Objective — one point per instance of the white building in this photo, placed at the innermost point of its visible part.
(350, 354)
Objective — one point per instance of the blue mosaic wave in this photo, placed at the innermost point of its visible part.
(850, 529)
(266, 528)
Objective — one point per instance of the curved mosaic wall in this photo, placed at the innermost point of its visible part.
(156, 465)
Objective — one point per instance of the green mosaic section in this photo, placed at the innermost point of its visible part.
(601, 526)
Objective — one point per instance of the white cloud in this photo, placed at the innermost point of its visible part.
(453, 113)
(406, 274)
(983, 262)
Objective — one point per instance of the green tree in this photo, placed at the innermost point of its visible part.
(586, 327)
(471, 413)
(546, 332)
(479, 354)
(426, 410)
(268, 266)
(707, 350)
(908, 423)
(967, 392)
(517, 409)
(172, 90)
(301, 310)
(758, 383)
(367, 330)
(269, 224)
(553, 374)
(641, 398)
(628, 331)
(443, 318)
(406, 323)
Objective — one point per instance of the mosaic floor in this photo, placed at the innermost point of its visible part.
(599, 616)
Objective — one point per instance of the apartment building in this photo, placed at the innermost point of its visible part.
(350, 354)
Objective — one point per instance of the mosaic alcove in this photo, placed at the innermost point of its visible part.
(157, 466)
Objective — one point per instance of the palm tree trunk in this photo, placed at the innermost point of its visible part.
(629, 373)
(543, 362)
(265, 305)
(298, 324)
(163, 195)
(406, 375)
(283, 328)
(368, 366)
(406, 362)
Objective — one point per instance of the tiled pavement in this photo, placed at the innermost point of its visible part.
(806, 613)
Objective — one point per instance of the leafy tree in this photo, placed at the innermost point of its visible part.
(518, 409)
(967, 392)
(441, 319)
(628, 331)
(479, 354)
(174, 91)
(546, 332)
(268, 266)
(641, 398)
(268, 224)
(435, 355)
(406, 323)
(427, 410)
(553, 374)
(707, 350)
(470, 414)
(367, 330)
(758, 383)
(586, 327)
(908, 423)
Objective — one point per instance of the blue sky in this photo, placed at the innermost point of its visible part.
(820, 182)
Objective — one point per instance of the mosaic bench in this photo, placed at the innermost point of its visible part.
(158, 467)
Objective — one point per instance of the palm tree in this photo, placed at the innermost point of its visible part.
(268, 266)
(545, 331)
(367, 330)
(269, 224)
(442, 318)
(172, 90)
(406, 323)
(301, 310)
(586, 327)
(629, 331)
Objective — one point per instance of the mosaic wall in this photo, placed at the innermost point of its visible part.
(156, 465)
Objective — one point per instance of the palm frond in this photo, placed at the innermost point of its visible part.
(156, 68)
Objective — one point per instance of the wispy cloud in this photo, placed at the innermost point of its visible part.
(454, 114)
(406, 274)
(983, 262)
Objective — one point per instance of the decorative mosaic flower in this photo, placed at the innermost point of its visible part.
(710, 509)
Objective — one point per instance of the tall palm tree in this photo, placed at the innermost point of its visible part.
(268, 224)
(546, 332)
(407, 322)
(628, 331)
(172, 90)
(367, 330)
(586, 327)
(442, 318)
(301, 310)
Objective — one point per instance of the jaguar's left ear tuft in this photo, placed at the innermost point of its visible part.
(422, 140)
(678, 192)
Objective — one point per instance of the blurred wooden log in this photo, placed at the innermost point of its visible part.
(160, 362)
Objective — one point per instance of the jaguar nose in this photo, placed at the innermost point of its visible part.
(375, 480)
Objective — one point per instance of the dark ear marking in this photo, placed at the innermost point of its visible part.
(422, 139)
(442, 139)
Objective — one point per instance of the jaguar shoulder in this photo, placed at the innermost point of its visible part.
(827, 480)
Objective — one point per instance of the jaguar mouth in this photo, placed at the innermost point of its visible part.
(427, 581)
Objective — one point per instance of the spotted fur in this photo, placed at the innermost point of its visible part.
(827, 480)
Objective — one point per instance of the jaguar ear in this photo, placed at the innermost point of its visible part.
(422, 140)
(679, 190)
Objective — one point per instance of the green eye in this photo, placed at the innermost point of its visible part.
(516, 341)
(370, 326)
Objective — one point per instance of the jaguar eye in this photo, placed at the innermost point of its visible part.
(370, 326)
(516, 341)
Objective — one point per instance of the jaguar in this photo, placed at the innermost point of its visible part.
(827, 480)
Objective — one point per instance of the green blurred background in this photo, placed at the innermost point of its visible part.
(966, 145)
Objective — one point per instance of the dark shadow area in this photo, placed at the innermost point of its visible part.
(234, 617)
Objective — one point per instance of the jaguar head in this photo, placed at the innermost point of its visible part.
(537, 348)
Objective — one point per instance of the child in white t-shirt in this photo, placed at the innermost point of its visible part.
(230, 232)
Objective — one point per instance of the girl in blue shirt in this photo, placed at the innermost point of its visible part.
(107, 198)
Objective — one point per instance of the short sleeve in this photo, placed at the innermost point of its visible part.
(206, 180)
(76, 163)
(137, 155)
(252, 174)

········

**Work to complete**
The records must be given again in full, exactly as they were written.

**Exercise solution**
Objective — one point per instance of the white building in this photo, placed at the innermost point of its visible part.
(350, 354)
Objective — one point per instance of the blue mosaic wave in this photo, placed at the innermost point of its visible part.
(850, 529)
(266, 528)
Objective — one point per instance of the curved mosaic wall in this photo, placed at the innermost point of its visible part.
(156, 465)
Objective — one point per instance of the green mosaic section in this photo, placed at the innermost point of its visible part.
(601, 526)
Objective — one point per instance of the white cloud in this photo, placed at the innermost point of its visible part.
(453, 113)
(406, 274)
(983, 262)
Objective — one point per instance of the green tree in this photo, placed at the innermost point of its visible part.
(586, 327)
(471, 413)
(546, 332)
(479, 354)
(426, 410)
(268, 266)
(707, 350)
(908, 423)
(967, 392)
(517, 409)
(172, 90)
(301, 310)
(758, 383)
(367, 330)
(269, 224)
(553, 374)
(641, 398)
(628, 331)
(443, 318)
(406, 323)
Objective — one point per instance of the mosaic floor in this photo, placed at the innermost point of its visible part.
(599, 616)
Objective — one point per instance of the apartment building in this photo, placed at the innermost point of its visible part.
(350, 354)
Objective — one point per instance of the mosaic alcove in this photo, placed at the innermost point of its visible part.
(157, 466)
Objective — one point per instance of the palm tree trunk in this photo, placed at the innermost point of its visible part.
(629, 373)
(543, 362)
(265, 305)
(298, 324)
(163, 195)
(406, 375)
(283, 328)
(368, 366)
(406, 362)
Objective — one point per instance of the tiled pavement in this photo, placed at the innermost point of its visible part.
(806, 613)
Objective — one point per instance of the leafy tree in this photo, placed at the innermost point of its visible part.
(518, 409)
(967, 392)
(441, 319)
(628, 331)
(479, 354)
(174, 91)
(546, 332)
(268, 266)
(641, 398)
(268, 224)
(435, 355)
(406, 323)
(427, 410)
(553, 374)
(707, 350)
(470, 414)
(367, 330)
(758, 383)
(586, 327)
(908, 423)
Objective — one point per instance of the blue sky in this photo, placed at the innermost point of its visible part.
(820, 182)
Objective — one point per instance of the mosaic bench in this photo, placed at the innermost point of its visible part.
(158, 467)
Objective — one point per instance of the palm tree in this photo, placed at the innermost point of its visible part.
(268, 266)
(545, 331)
(367, 330)
(269, 224)
(442, 318)
(172, 90)
(406, 323)
(301, 310)
(586, 327)
(629, 331)
Objective — one point per instance of the mosaic wall in this photo, placed at the innermost point of its visible part.
(156, 465)
Objective — one point per instance of the palm frond in this photo, placed at the innermost point of its visible part.
(156, 68)
Objective — one point per instance of the wispy cloud in this photo, placed at the innermost point of its visible part.
(454, 114)
(406, 274)
(983, 262)
Objective — one point per instance of the decorative mosaic flower in this photo, placed at the innermost point of its visible part.
(710, 509)
Objective — one point per instance of the tall palm tree in this photo, placed at the innermost point of its visible part.
(268, 224)
(546, 332)
(407, 322)
(628, 331)
(172, 90)
(367, 330)
(586, 327)
(442, 318)
(301, 310)
Objective — one point per instance of the jaguar's left ear tuft in this photo, placed at the innermost point of its visible part.
(422, 140)
(678, 192)
Objective — one point per instance of the blurred wooden log in this photo, placed at the innermost point of its visible part.
(160, 362)
Objective — one point per instance of the jaguar nose in this photo, placed at the innermost point of its visible part.
(375, 480)
Objective — one point per instance of the dark ear marking in this photo, placed at the innermost point of its visible part.
(422, 139)
(442, 139)
Objective — one point per instance of the jaguar shoulder in this photo, placed at the innermost point of its visible part.
(827, 480)
Objective — one point per instance of the jaguar mouth in this photo, placed at the innermost point of its visible part.
(427, 581)
Objective — one point per instance of the spotted fur in this photo, placed at the innermost point of its visible part.
(827, 480)
Objective — one point per instance of the jaguar ear in this photo, placed at the innermost point of its visible part.
(422, 140)
(679, 190)
Objective — one point per instance of the green eye in this photo, placed at the innermost point of its visible part.
(516, 341)
(370, 326)
Objective — one point per instance of the jaguar eye in this photo, placed at the innermost point of its visible part.
(370, 326)
(516, 341)
Objective — one point per instance of the jaguar in this photo, placed at the innermost point of its visible part.
(827, 480)
Objective — one point per instance of the green blurred background in this photo, placed at the innermost point of its visible part.
(966, 145)
Objective — one point per instance of the dark shadow area in this photo, placed at the innermost point of its visible part.
(234, 617)
Objective — one point per instance of the jaguar head in this photo, placed at the innermost point of its visible part.
(537, 348)
Objective — one point per instance of the child in white t-shirt in this photo, placed at the innermost point of its visible part.
(230, 232)
Objective — one point per instance of the girl in blue shirt in this photo, placed at the innermost point of its visible part.
(107, 198)
Objective — one point per instance of the short sleeve in this photo, placed at the innermost point of its visible part.
(206, 180)
(76, 163)
(137, 155)
(252, 174)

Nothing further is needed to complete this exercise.